━━ ИСХОДНЫЙ ТЕКСТ

Работы 1903-1909 гг.

Относительно моего интеллектуального развития правильный лишь формально ответ был бы совсем неверен по существу. Почти все, что приобрел я в интеллектуальном отношении, получено не от школы, а скорее вопреки ей. Много дал мне отец лично. Но, главным образом, я учился у природы, куда старался выбраться, наскоро отделавшись от уроков. Тут я рисовал, фотографировал, занимался. Это были наблюдения характера геологического, метеорологического и т. д., но всегда на почве физики. Читал я и писал тоже нередко среди природы. Страсть к знанию поглощала все мое внимание и время. Я составил себе стенное расписание занятий по часам, причем время, назначенное классам и обязательному посещению богослужения, окружил траурной каймой, как безнадежно пропавшее. Но и его я пользовал для своих целей».[4]

Разность вероисповеданий родителей, а также преклонение перед человеческим знанием явились причиной того, что П. А. Флоренский не получил в семье навыков церковной жизни. «О религии у нас никогда не говорилось ни слова, ни за, ни против, ни даже повествовательно, как об одном из общественных явлений, разве только более–менее случайно проскакивало слово о культе дикарей или каких‑нибудь египтян, но и то очень отрывочно. Чем ближе к Церкви было какое‑либо понятие, тем менее оснований могло ему быть упоминаемым в нашем доме: терпелась, и то еле–еле, лишь религиозная археология, умершая настолько, что можно было твердо рассчитывать на ее религиозную бездейственность»[5]. «Воспитанный в полной изоляции от представлений религиозных и даже от сказок, — писал впоследствии отец Павел, — я смотрел на религию как на нечто вполне чуждое мне, а соответственные уроки в гимназии вызывали лишь вражду и насмешку»[6]. «В церковном отношении я рос совершенным дичком. Меня никогда не водили в церковь, ни с кем не говорил я на темы религиозные, не знал даже, как креститься»[7].

━━━━

[УКАЗАНИЕ A]
Воспроизведите без изменений фрагмент записей от самого их начала до строки, содержащей «M 102 166 L», включительно. Изображения в ответ не включайте.

━━ ИСХОДНЫЕ ДАННЫЕ

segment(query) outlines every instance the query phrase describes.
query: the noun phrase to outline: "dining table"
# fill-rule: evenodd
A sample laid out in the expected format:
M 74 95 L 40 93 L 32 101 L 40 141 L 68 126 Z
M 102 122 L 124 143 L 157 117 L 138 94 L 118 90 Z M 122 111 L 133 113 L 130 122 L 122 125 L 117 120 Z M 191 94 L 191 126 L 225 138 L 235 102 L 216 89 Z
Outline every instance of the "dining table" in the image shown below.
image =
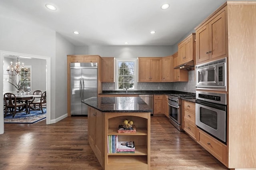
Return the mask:
M 27 107 L 26 108 L 22 108 L 20 109 L 20 110 L 23 110 L 24 109 L 27 109 L 27 108 L 28 108 L 28 101 L 30 100 L 32 100 L 33 98 L 40 98 L 41 95 L 15 95 L 16 97 L 16 100 L 18 102 L 21 102 L 23 101 L 25 101 L 25 103 L 27 104 Z M 12 97 L 12 100 L 14 100 L 14 97 Z M 27 110 L 26 111 L 28 112 L 28 111 Z

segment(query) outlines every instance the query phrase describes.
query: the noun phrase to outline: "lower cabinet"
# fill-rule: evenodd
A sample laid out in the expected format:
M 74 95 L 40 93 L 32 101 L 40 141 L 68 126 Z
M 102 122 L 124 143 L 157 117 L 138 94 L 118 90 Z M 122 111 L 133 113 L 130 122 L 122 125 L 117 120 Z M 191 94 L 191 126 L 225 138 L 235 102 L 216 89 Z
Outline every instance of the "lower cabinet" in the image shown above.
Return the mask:
M 195 104 L 182 100 L 182 128 L 196 140 Z
M 226 166 L 226 146 L 198 128 L 197 131 L 197 142 Z
M 163 95 L 154 95 L 154 115 L 162 115 Z
M 102 166 L 104 162 L 102 113 L 90 107 L 88 111 L 88 140 Z

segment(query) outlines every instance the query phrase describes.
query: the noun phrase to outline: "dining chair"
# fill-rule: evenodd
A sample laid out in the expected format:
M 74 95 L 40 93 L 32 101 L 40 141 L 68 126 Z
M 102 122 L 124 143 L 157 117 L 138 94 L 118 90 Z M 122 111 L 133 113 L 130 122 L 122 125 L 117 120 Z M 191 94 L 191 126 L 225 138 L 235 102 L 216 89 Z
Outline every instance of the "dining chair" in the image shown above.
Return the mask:
M 28 107 L 30 108 L 29 113 L 30 110 L 41 110 L 42 113 L 44 113 L 43 110 L 43 104 L 46 103 L 46 92 L 45 91 L 41 95 L 41 97 L 39 100 L 37 100 L 36 97 L 34 97 L 33 100 L 28 103 Z M 34 107 L 31 107 L 31 105 L 33 105 Z
M 15 95 L 10 93 L 6 93 L 4 95 L 4 117 L 6 116 L 8 113 L 12 113 L 12 117 L 18 112 L 23 111 L 22 108 L 26 108 L 26 114 L 28 114 L 28 105 L 26 103 L 18 103 L 16 100 Z
M 33 92 L 33 95 L 42 95 L 42 91 L 40 90 L 36 90 Z

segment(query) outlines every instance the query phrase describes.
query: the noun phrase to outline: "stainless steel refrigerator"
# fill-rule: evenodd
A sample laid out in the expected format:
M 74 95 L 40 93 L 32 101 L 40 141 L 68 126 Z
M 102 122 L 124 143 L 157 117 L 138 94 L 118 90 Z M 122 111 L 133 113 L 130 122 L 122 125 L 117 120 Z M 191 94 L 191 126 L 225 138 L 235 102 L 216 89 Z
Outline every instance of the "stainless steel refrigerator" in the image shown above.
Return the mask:
M 71 63 L 70 69 L 71 115 L 88 115 L 87 105 L 81 101 L 97 96 L 98 63 Z

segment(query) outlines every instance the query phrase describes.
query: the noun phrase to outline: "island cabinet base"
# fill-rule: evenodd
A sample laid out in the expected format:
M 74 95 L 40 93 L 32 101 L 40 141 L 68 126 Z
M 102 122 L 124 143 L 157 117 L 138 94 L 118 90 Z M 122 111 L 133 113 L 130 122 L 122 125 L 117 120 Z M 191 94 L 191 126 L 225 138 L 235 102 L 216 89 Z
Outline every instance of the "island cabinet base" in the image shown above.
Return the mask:
M 150 112 L 102 113 L 90 107 L 88 109 L 89 143 L 104 169 L 150 170 Z M 118 132 L 125 119 L 134 122 L 136 133 Z M 117 135 L 118 141 L 134 141 L 135 153 L 109 153 L 108 135 Z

━━━━

[УКАЗАНИЕ B]
Ответьте по тексту о П. А. Флоренском:
(i) У чего, по словам автора, он главным образом учился?
(ii) Как в стенном расписании было отмечено время классов и обязательного посещения богослужения?
(iii) Какие две причины названы тем, что П. А. Флоренский не получил в семье навыков церковной жизни?

[ОТВЕТ К ЗАДАНИЮ A]
segment(query) outlines every instance the query phrase describes.
query: the noun phrase to outline: "dining table"
# fill-rule: evenodd
A sample laid out in the expected format:
M 74 95 L 40 93 L 32 101 L 40 141 L 68 126 Z
M 102 122 L 124 143 L 157 117 L 138 94 L 118 90 Z M 122 111 L 133 113 L 130 122 L 122 125 L 117 120 Z M 191 94 L 191 126 L 225 138 L 235 102 L 216 89 Z
Outline every instance of the "dining table" in the image shown below.
image =
Return the mask:
M 27 107 L 26 108 L 22 108 L 20 109 L 20 110 L 23 110 L 24 109 L 27 109 L 27 108 L 28 108 L 28 101 L 30 100 L 32 100 L 33 98 L 40 98 L 41 95 L 15 95 L 16 97 L 16 100 L 18 102 L 21 102 L 23 101 L 25 101 L 25 103 L 27 104 Z M 12 97 L 12 100 L 14 100 L 14 97 Z M 27 110 L 26 111 L 28 112 L 28 111 Z

segment(query) outlines every instance the query phrase describes.
query: the noun phrase to outline: "lower cabinet"
# fill-rule: evenodd
A sample laid out in the expected format:
M 74 95 L 40 93 L 32 101 L 40 141 L 68 126 Z
M 102 122 L 124 143 L 157 117 L 138 94 L 118 90 Z M 122 111 L 133 113 L 130 122 L 122 125 L 117 120 Z M 191 94 L 191 126 L 225 138 L 235 102 L 216 89 Z
Outline every instance of the "lower cabinet" in the image shown above.
Return the mask:
M 195 104 L 182 100 L 182 128 L 196 140 Z
M 226 166 L 226 146 L 198 128 L 197 131 L 197 142 Z
M 163 95 L 154 95 L 154 115 L 162 115 Z
M 102 166 L 104 162 L 102 113 L 90 107 L 88 111 L 88 140 Z

[ОТВЕТ К ЗАДАНИЮ B]
(i) У природы.
(ii) Оно было окружено траурной каймой как безнадежно пропавшее.
(iii) Разность вероисповеданий родителей и преклонение перед человеческим знанием.